[Le texte]:
++++++++++

Pourtant Spinoza n’est pas complètement panthéiste par la différenciation qu’il fait au sein de la nature et donc de Dieu entre la nature ‘’naturante ‘’et la nature ‘’naturée’’
La nature ‘’naturante’’ est identique à la substance et donc à Dieu lui-même et produit le monde qui nous apparait cad la nature naturée avec ses corps, ses étants que Spinoza appelle modes ou modalités de la substance, avec ses lois implacables et son déterminisme
C’est la nature dont tu parles, une nature qui n'est pas Dieu mais qui n'en n'est pas séparé non plus puisque c'est Dieu qui lui donne sa substance ou réalité.
Il y a donc chez Spinoza une immanence totale et en même temps une transcendance.

++++++++++

[Données fournies]:
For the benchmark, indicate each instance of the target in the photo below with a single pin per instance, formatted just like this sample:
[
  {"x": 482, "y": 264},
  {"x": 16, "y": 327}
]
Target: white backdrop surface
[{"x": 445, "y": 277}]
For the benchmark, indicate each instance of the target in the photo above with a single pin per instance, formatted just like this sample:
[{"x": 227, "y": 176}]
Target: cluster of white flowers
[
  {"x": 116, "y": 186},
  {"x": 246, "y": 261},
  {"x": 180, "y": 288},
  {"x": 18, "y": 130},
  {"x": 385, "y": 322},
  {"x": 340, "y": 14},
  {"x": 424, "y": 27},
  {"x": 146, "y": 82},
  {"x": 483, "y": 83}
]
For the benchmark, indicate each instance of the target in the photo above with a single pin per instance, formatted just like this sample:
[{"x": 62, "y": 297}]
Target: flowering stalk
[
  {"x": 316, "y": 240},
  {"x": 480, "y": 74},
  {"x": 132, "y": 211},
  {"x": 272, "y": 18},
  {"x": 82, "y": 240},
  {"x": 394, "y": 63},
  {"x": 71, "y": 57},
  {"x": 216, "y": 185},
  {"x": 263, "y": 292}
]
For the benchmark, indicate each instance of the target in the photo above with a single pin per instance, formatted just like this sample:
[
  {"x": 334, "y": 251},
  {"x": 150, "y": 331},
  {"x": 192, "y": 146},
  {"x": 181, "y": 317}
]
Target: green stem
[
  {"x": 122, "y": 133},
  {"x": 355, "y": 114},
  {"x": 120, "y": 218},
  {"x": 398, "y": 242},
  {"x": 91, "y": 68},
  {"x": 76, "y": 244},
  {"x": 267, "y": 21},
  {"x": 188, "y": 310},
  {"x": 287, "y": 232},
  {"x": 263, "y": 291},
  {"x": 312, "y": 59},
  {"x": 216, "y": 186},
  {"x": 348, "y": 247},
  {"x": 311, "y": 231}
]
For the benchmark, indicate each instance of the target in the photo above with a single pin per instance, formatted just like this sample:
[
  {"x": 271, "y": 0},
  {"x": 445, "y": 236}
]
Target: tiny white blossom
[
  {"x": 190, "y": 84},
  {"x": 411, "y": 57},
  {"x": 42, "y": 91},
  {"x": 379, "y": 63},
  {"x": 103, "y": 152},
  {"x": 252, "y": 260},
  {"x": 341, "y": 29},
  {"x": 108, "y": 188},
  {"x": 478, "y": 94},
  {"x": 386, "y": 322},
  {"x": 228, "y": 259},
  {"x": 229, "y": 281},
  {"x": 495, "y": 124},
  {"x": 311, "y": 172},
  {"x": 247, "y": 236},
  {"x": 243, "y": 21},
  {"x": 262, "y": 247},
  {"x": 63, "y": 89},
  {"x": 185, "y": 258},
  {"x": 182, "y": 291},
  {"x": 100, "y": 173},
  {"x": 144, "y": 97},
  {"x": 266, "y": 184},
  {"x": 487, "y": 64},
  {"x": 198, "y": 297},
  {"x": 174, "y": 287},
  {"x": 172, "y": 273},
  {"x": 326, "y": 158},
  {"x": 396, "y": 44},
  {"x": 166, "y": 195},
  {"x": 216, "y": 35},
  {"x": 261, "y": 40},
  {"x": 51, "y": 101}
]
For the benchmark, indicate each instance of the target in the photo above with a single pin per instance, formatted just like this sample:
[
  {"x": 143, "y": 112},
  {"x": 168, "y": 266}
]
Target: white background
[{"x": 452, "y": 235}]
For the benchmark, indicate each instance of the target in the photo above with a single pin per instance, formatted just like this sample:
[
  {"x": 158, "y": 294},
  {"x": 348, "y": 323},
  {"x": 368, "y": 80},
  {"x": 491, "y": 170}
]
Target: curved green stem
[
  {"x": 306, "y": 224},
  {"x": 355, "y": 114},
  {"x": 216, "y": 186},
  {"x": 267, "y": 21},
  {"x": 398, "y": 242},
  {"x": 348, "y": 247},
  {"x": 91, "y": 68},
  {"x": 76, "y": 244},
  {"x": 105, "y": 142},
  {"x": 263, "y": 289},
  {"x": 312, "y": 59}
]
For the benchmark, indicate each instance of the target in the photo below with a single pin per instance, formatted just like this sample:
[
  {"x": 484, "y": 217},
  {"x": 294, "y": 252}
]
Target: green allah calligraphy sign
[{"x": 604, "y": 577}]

++++++++++

[Exercice proposé 1]: D'après le texte sur Spinoza, pourquoi la nature naturée n'est-elle pas séparée de Dieu ? Répondez en une à trois phrases.
[Exercice proposé 2]: Reproduisez mot pour mot le passage du texte sur Spinoza qui va de "Pourtant Spinoza n’est" à "substance ou réalité.", ces deux extrémités comprises.
Les items ci-dessus forment un document à part, distinct du texte sur Spinoza.

[Bonne réponse 1]: La nature naturée n'est pas séparée de Dieu parce que c'est Dieu qui lui donne sa substance, c'est-à-dire sa réalité. Elle n'est pourtant pas Dieu lui-même.

[Bonne réponse 2]:
Pourtant Spinoza n’est pas complètement panthéiste par la différenciation qu’il fait au sein de la nature et donc de Dieu entre la nature ‘’naturante ‘’et la nature ‘’naturée’’
La nature ‘’naturante’’ est identique à la substance et donc à Dieu lui-même et produit le monde qui nous apparait cad la nature naturée avec ses corps, ses étants que Spinoza appelle modes ou modalités de la substance, avec ses lois implacables et son déterminisme
C’est la nature dont tu parles, une nature qui n'est pas Dieu mais qui n'en n'est pas séparé non plus puisque c'est Dieu qui lui donne sa substance ou réalité.